[Document passage Boundary: Start]

While charter rates have dropped, bunker fuel costs have certainly increased. The price of VLSFO (Very Low Sulphur Fuel Oil) in Rotterdam is currently around $480/t. Bunker fuel markets are still adjusting to the new normal, and the price has fallen from a short-lived peak of almost $600/t at the beginning of January, but it is still well above the $300/t price of IFO380 which is now outlawed for all ships without scrubbers. This $180/t differential is causing ship owners a degree of anguish.

However, the impact on the cost of shipping wood pellets is arguably not as great as might at first appear. If we compare the average price of VLSFO since July last year with that of IFO380 over the previous 18 months (after which the price of high sulphur fuel began to drop in anticipation of the rule change) the differential is a more modest $125/t. (See the chart below.)

[Document passage Boundary: End]
[Record extracts Boundary: Start]

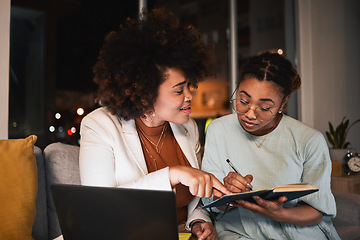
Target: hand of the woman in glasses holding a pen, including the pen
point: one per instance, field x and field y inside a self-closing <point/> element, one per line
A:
<point x="235" y="182"/>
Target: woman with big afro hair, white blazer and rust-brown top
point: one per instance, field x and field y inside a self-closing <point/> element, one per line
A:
<point x="142" y="136"/>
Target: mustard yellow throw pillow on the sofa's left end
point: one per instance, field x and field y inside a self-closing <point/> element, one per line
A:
<point x="18" y="188"/>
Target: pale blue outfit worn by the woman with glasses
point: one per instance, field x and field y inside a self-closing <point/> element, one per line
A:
<point x="291" y="153"/>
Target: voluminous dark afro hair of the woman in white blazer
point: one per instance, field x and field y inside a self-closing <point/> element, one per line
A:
<point x="133" y="60"/>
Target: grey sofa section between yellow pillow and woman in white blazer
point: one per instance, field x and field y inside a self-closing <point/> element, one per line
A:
<point x="58" y="163"/>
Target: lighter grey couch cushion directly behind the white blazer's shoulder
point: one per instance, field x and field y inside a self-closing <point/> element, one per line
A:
<point x="62" y="166"/>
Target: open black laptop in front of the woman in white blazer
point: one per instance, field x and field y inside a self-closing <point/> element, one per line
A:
<point x="94" y="213"/>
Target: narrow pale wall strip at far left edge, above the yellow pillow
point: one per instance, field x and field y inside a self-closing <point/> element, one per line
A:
<point x="4" y="66"/>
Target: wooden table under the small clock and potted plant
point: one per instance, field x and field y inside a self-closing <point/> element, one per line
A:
<point x="346" y="184"/>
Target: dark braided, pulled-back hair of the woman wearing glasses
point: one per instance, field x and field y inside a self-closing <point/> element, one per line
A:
<point x="274" y="68"/>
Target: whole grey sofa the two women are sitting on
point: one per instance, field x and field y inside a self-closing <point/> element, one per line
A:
<point x="58" y="163"/>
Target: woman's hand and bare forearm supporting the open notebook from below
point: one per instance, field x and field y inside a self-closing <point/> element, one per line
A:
<point x="303" y="214"/>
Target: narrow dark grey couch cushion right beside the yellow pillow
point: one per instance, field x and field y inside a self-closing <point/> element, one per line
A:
<point x="40" y="228"/>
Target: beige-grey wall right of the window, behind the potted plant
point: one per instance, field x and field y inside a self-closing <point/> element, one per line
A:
<point x="329" y="57"/>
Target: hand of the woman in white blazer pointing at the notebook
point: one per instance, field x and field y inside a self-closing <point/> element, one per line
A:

[Record extracts Boundary: End]

* _Task list_:
1. Please list every dollar-per-tonne figure given in the passage on bunker fuel costs.
2. Pick up the passage on bunker fuel costs after its final sentence and extend it with a few more sentences.

* _Answers for this exercise_:
1.
- $480/t
- $600/t
- $300/t
- $180/t
- $125/t

2.
What does this add to the cost of shipping pellets? A Handysize bulk carrier will typically carry approximately 25,000t of pellets. It will travel at about 13 knots and will use around 14t of fuel oil each day that it is at sea. A voyage from the US Gulf to Rotterdam, say, will take about 15 days, during which time the ship will consume 210t of fuel. If this fuel is now $125/t more expensive, the total cost of the bunker fuel used during the voyage will have risen by $26,250 or by $1.05/t pellets.

This is not insignificant when margins are tight and when pellet suppliers are trying to reduce the cost of pellets, not see them going up, but nor is it a game-changer as far as the cost structure of the pellet market is concerned.